To be done =>
Will you print the material below without altering a single character?

★ ★ ★

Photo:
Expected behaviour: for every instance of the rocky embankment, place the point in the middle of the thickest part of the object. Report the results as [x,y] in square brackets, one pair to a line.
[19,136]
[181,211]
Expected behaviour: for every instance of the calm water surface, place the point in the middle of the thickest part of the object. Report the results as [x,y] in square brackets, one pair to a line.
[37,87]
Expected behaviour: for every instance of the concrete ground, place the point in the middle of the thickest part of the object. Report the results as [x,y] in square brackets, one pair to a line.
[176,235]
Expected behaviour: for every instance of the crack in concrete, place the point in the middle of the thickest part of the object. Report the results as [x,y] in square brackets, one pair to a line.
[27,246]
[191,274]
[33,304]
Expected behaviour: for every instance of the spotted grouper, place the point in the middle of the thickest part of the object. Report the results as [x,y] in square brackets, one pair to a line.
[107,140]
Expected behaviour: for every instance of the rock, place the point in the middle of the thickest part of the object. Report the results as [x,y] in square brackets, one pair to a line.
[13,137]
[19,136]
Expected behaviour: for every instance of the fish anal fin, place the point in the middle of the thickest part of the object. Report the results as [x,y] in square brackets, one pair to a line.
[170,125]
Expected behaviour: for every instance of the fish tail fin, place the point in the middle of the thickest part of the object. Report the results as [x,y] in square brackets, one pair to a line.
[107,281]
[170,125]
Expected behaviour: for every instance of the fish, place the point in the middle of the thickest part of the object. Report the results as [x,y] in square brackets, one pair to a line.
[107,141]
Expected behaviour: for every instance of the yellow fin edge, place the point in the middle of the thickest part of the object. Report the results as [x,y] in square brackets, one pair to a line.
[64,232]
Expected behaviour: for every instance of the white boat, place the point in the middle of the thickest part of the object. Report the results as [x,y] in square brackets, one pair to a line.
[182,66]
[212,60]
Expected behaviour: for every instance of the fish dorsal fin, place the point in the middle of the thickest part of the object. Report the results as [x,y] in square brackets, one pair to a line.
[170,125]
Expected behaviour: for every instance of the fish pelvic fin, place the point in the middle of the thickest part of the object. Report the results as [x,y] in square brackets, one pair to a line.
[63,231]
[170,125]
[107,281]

★ ★ ★

Task output =>
Photo:
Expected behaviour: for every instance of the rocky embankment, place the point in the middle of the thickest part of the object. Report the results as [x,y] in square brackets, one pair to a line.
[19,136]
[181,211]
Expected behaviour: for every instance of the calm water surface, place the point in the middle of the thickest part of the object. Report the results as [x,y] in square brackets, one pair to a line.
[37,87]
Expected behaviour: for every instance of the concrete ground, place the point in the middle of the thickest part of the object. Report the results as [x,y] in square brackets, one pair to a line.
[176,235]
Expected behaviour: for every instance of the crack in concrete, place the point in the middle of the thickest part of the object. Report the results as [x,y] in square brackets, one pair to a line.
[27,246]
[191,274]
[33,304]
Expected behaviour: for every instance of the spotted grouper, place the point in the middle of the thickest part of the object. Report the results as [x,y] in square brackets, one pair to a line.
[107,140]
Expected behaviour: for every instance of the rock, place the point in the middle of the thickest part of the object. Report the results as [x,y] in square brackets, one pair to a line.
[13,137]
[19,136]
Expected behaviour: for every instance of the fish anal fin, place the point in the middle of the thickest part of the object. Report the results as [x,y] in square brackets, one pair to a line.
[170,125]
Expected behaviour: for every instance of the fish tail fin, place the point in the middle of the thickest part of the object. Report the results as [x,y] in square brackets, one pair to a line.
[107,281]
[170,125]
Expected behaviour: for every instance of the fish, place the point in the middle of the thickest part of the object. Report the results as [x,y] in square brackets, one pair to a line.
[107,141]
Expected behaviour: for every instance of the yellow fin edge, place the point in the middle of the thickest part of the object. Report the results as [x,y] in square brackets, one pair to a line.
[64,232]
Expected behaviour: for every instance of the white boat, place the point in the middle of the thickest part of the object. Report the results as [x,y] in square brackets, one pair to a line.
[182,66]
[212,60]
Expected behaviour: for every instance of the fish dorsal fin, place the point in the middle of the thickest part of the object. Report the results as [x,y] in square brackets, one pair to a line.
[170,125]
Expected behaviour: for every instance of the fish pelvic fin, place the point in the middle of the thickest part of the object. Report the results as [x,y] in square brackets, one pair to a line.
[63,231]
[170,125]
[107,281]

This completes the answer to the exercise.